Texto fornecido |
────
Vou lhes contar uma história
de 200 anos atrás.
Em 1820, o astrônomo francês
Alexis Bouvard
quase se tornou a segunda pessoa
na história da humanidade
a descobrir um planeta.
Ele estava rastreando
a posição de Urano no céu noturno
usando catálogos antigos de estrelas,
e ele não girava ao redor do Sol
como suas previsões diziam que deveria.
Às vezes, era um pouco rápido demais;
às vezes, um pouco lento demais.
Bouvard sabia que suas
previsões eram perfeitas.
Aqueles catálogos antigos
de estrelas é que deviam ser ruins.
Ele disse aos astrônomos da época:
"Façam medições melhores".
Então, eles fizeram.
Os astrônomos passaram
as duas décadas seguintes
rastreando meticulosamente
a posição de Urano no céu,
mas ainda não condizia
com as previsões de Bouvard.
Em 1840, tornou-se óbvio.
O problema não estava
naqueles catálogos antigos de estrelas,
e sim nas previsões.
E os astrônomos sabiam o porquê.
Eles perceberam que devia haver
um planeta gigante e distante,
além da órbita de Urano,
que puxava aquela órbita,
ora a puxava um pouco rápido demais,
ora a segurava.
Deve ter sido frustrante em 1840,
ver esses efeitos gravitacionais
desse planeta gigante e distante,
mas ainda não saber como encontrá-lo.
Acreditem em mim, é muito frustrante.
(Risos)
Mas, em 1846, outro astrônomo francês,
Urbain Le Verrier,
solucionou a matemática
e descobriu como prever
a localização do planeta.
Ele enviou sua previsão
ao observatório de Berlim,
eles abriram o telescópio
e, na primeira noite,
encontraram um ponto tênue de luz,
que se movia lentamente pelo céu,
e descobriram Netuno.
────
Os registros |
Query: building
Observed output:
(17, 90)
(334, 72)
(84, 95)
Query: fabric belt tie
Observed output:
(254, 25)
────
O que fazer |
• a. Responda com base no texto sobre a descoberta de Netuno:
(i) Em que ano Alexis Bouvard estava rastreando a posição de Urano?
(ii) Durante quantas décadas os astrônomos rastrearam Urano depois do pedido de Bouvard?
(iii) Para qual observatório Urbain Le Verrier enviou sua previsão?
• b. Troque "Observed output" por "Resultado observado" em todos os registros e escreva os registros de novo, sem mudar mais nada.

Respostas esperadas |
• a.
(i) Em 1820.
(ii) Duas décadas.
(iii) Para o observatório de Berlim.

• b.
Query: building
Resultado observado:
(17, 90)
(334, 72)
(84, 95)
Query: fabric belt tie
Resultado observado:
(254, 25)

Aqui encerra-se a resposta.